» **PROMPT**: Take the data that sits below and write it out again exactly.

++++++

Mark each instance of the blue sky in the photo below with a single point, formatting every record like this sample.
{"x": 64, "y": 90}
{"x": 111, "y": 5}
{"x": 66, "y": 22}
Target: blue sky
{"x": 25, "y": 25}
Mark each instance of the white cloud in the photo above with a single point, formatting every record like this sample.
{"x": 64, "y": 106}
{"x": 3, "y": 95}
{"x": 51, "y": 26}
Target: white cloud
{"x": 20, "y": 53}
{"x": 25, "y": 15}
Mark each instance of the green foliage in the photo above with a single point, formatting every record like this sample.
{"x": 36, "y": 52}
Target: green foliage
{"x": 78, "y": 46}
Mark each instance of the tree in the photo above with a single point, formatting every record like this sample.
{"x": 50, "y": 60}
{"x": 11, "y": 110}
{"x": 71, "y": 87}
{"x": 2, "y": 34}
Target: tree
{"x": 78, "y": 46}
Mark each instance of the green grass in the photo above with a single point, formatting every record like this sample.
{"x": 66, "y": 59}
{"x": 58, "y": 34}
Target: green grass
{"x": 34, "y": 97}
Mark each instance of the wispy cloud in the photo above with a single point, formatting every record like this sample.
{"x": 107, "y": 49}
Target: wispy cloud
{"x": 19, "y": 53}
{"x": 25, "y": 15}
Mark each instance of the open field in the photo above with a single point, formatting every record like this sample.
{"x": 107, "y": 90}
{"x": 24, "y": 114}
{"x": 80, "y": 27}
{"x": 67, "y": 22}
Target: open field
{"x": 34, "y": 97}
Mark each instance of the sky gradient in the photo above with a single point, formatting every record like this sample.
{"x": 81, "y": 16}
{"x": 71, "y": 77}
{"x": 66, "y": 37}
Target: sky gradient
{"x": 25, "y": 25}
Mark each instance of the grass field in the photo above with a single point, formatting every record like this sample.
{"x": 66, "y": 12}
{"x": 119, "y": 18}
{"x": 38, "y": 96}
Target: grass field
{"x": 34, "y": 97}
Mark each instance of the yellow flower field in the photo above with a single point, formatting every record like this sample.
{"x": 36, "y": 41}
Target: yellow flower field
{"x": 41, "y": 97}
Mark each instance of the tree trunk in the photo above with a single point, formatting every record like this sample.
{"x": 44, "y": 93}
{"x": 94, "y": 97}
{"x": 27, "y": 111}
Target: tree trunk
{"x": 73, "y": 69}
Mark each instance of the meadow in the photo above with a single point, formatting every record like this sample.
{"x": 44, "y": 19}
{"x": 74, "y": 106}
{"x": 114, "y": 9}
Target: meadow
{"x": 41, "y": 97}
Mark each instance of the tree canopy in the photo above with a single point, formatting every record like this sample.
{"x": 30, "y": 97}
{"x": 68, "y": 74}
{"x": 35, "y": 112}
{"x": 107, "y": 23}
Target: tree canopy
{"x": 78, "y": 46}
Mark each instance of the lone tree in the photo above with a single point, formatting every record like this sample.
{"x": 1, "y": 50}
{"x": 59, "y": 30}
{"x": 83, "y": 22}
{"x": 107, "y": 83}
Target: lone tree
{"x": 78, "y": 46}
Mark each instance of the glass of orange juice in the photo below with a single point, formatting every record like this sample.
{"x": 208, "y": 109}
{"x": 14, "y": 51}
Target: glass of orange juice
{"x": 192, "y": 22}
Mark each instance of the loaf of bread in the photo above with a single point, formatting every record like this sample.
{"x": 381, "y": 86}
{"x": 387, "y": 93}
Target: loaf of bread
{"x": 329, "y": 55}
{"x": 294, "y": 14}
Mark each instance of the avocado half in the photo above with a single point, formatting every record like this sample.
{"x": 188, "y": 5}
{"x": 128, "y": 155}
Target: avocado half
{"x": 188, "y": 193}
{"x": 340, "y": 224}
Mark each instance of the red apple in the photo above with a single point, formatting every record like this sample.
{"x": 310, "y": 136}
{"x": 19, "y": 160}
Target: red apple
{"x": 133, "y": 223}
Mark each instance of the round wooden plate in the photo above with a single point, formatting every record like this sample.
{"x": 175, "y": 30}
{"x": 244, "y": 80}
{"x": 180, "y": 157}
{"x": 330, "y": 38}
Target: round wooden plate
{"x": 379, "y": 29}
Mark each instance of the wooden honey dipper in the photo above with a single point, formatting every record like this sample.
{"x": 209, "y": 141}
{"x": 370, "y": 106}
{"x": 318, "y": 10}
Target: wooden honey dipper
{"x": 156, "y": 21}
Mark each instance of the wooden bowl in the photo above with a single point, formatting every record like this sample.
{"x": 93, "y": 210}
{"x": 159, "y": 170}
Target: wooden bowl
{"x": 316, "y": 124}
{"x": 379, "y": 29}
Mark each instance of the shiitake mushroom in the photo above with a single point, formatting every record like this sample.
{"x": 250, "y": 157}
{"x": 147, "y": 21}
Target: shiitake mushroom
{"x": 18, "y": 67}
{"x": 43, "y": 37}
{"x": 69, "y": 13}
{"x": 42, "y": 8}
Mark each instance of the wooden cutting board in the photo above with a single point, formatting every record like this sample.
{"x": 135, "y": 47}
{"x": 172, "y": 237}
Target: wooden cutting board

++++++

» **REPLY**:
Mark each instance of the blue sky in the photo below with a single point, formatting every record like this sample.
{"x": 64, "y": 90}
{"x": 111, "y": 5}
{"x": 66, "y": 22}
Target: blue sky
{"x": 25, "y": 25}
Mark each instance of the white cloud in the photo above with a single point, formatting every record like this sample.
{"x": 64, "y": 106}
{"x": 3, "y": 95}
{"x": 51, "y": 26}
Target: white cloud
{"x": 20, "y": 53}
{"x": 25, "y": 15}
Mark each instance of the green foliage in the photo above with a single point, formatting every record like this sample.
{"x": 36, "y": 52}
Target: green foliage
{"x": 78, "y": 46}
Mark each instance of the tree in the photo above with a single point, formatting every record like this sample.
{"x": 50, "y": 60}
{"x": 11, "y": 110}
{"x": 71, "y": 87}
{"x": 2, "y": 34}
Target: tree
{"x": 78, "y": 46}
Mark each instance of the green grass in the photo above with a single point, formatting every record like this sample.
{"x": 66, "y": 59}
{"x": 58, "y": 34}
Target: green grass
{"x": 34, "y": 97}
Mark each instance of the wispy cloud in the photo above with a single point, formatting every record like this sample.
{"x": 107, "y": 49}
Target: wispy cloud
{"x": 19, "y": 53}
{"x": 25, "y": 15}
Mark each instance of the open field in the photo above with a single point, formatting every record like this sample.
{"x": 107, "y": 90}
{"x": 24, "y": 114}
{"x": 80, "y": 27}
{"x": 67, "y": 22}
Target: open field
{"x": 34, "y": 97}
Mark each instance of the sky gradient in the photo above with a single point, formatting every record like this sample.
{"x": 81, "y": 16}
{"x": 71, "y": 77}
{"x": 66, "y": 37}
Target: sky gradient
{"x": 25, "y": 25}
Mark each instance of the grass field in the photo above with a single point, formatting every record like this sample.
{"x": 66, "y": 12}
{"x": 119, "y": 18}
{"x": 38, "y": 96}
Target: grass field
{"x": 34, "y": 97}
Mark each instance of the yellow flower field in the photo above with a single point, formatting every record like this sample.
{"x": 36, "y": 41}
Target: yellow flower field
{"x": 41, "y": 97}
Mark each instance of the tree trunk in the photo above with a single point, formatting every record like this sample.
{"x": 44, "y": 93}
{"x": 94, "y": 97}
{"x": 27, "y": 111}
Target: tree trunk
{"x": 73, "y": 69}
Mark each instance of the meadow in the photo above with a single point, formatting every record like this sample.
{"x": 44, "y": 19}
{"x": 74, "y": 106}
{"x": 114, "y": 9}
Target: meadow
{"x": 41, "y": 97}
Mark each instance of the tree canopy in the photo above with a single point, formatting every record like this sample.
{"x": 30, "y": 97}
{"x": 68, "y": 74}
{"x": 35, "y": 112}
{"x": 107, "y": 23}
Target: tree canopy
{"x": 78, "y": 46}
Mark each instance of the lone tree in the photo above with a single point, formatting every record like this sample.
{"x": 1, "y": 50}
{"x": 59, "y": 30}
{"x": 83, "y": 22}
{"x": 107, "y": 83}
Target: lone tree
{"x": 78, "y": 46}
Mark each instance of the glass of orange juice in the photo below with a single point, formatting every record like this sample.
{"x": 208, "y": 109}
{"x": 14, "y": 51}
Target: glass of orange juice
{"x": 192, "y": 22}
Mark each instance of the loaf of bread in the photo above with a single point, formatting every record like this sample.
{"x": 381, "y": 86}
{"x": 387, "y": 93}
Target: loaf of bread
{"x": 329, "y": 55}
{"x": 294, "y": 14}
Mark each instance of the avocado half in the photo above with a single point, formatting every record like this sample.
{"x": 188, "y": 5}
{"x": 128, "y": 155}
Target: avocado half
{"x": 188, "y": 193}
{"x": 340, "y": 224}
Mark each instance of the red apple in the photo above with a single point, formatting every record like this sample.
{"x": 310, "y": 136}
{"x": 19, "y": 160}
Target: red apple
{"x": 133, "y": 223}
Mark each instance of the round wooden plate in the photo above with a single point, formatting every record like this sample.
{"x": 175, "y": 30}
{"x": 244, "y": 80}
{"x": 180, "y": 157}
{"x": 330, "y": 38}
Target: round wooden plate
{"x": 379, "y": 29}
Mark each instance of the wooden honey dipper in the photo above with a single point, formatting every record like this sample.
{"x": 209, "y": 141}
{"x": 370, "y": 106}
{"x": 318, "y": 10}
Target: wooden honey dipper
{"x": 156, "y": 21}
Mark each instance of the wooden bowl in the photo above with a single point, formatting every record like this sample.
{"x": 93, "y": 210}
{"x": 159, "y": 170}
Target: wooden bowl
{"x": 316, "y": 124}
{"x": 379, "y": 29}
Mark each instance of the shiitake mushroom in the photo above with a single point, formatting every record like this sample.
{"x": 250, "y": 157}
{"x": 147, "y": 21}
Target: shiitake mushroom
{"x": 18, "y": 67}
{"x": 43, "y": 37}
{"x": 69, "y": 13}
{"x": 42, "y": 8}
Mark each instance of the wooden cutting board in the photo above with a single point, formatting every record like this sample.
{"x": 135, "y": 47}
{"x": 172, "y": 237}
Target: wooden cutting board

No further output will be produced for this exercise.